--- Textauszug ---
Sorgenvoller Blick nach Brasilien

Von der weltweiten Pandemie besonders schlimm getroffen, bricht Brasilien in den letzten Tagen immer wieder neue Rekorde. So hatte das Land am vergangenen Dienstag, den 23.03.2021, als zweites Land nach den USA die Marke von 300.000 Corona-Toten überschritten. Bereits drei Tage später, am Freitag, den 26.03.2021, erreichte das Land mit 100.158 Neuinfektionen ebenfalls einen neuen Höchststand.

Ursächlich für diese rasant steigenden Zahlen sollen vor allem zwei Dinge sein: zum einen  die im November in Manaus entdeckte Virus-Mutation P1, zum anderen fehlende, angeordnete Schutzmaßnahmen des unter Druck stehenden rechtsnationalen Präsidenten Bolsonaro.

Über ein Jahr nach dem Ausbruch von Covid-19 änderte dieser nun endlich seinen Kurs im Vorgehen gegen die stetig steigenden Todes- und Infektionszahlen in seinem Land. Die Gründung eines Krisenkomitees verspricht Hoffnung in dem gespaltenen Land. Dieses soll sich mit nachhaltigen Lösungen zur aktuellen Covid-19-Lage und einem Impfangebot für alle Brasilianer*innen bis Ende des Jahres auseinandersetzen.
--- Bereitgestellte Einträge ---
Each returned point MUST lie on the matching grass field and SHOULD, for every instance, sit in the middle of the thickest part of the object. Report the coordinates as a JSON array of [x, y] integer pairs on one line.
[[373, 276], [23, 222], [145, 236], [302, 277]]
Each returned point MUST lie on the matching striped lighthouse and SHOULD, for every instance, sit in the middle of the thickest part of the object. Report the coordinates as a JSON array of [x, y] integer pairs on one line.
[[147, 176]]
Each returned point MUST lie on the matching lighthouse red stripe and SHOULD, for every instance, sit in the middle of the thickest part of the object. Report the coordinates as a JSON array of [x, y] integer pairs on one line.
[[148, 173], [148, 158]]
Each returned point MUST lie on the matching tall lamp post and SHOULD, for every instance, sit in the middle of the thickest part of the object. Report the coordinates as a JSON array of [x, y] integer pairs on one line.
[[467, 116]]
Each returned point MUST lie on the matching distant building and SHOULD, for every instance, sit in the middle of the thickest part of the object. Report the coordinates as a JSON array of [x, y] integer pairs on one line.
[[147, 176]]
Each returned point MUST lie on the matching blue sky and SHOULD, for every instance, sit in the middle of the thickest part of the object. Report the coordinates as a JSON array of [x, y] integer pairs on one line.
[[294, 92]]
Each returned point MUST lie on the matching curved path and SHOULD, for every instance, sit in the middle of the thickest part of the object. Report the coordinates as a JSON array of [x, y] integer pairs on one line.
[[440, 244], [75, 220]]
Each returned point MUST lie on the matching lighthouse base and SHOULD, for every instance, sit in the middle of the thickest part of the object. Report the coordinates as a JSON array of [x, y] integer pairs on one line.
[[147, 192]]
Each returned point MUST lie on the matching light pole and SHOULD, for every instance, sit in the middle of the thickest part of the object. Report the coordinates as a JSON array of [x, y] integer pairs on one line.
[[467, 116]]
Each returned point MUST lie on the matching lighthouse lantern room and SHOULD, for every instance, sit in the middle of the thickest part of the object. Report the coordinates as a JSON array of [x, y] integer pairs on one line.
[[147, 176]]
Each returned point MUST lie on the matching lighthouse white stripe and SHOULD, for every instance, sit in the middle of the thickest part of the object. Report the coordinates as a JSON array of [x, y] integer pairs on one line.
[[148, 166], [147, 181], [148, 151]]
---
Erforderliche Schritte
- 1) An welchem Tag überschritt Brasilien laut dem Artikel über Brasilien die Marke von 300.000 Corona-Toten?
- 2) Bitte übersetze aus dem Artikel über Brasilien den Satz „Die Gründung eines Krisenkomitees verspricht Hoffnung in dem gespaltenen Land.“ ins Englische.
- 3) Nenne alle Länder und Städte, die im Artikel über Brasilien erwähnt werden.
Stütze dich ausschließlich auf den Artikel.

Lösungen der Reihe nach
- 1) Am Dienstag, den 23.03.2021.

- 2) The establishment of a crisis committee offers hope in the divided country.

- 3) Brasilien, USA, Manaus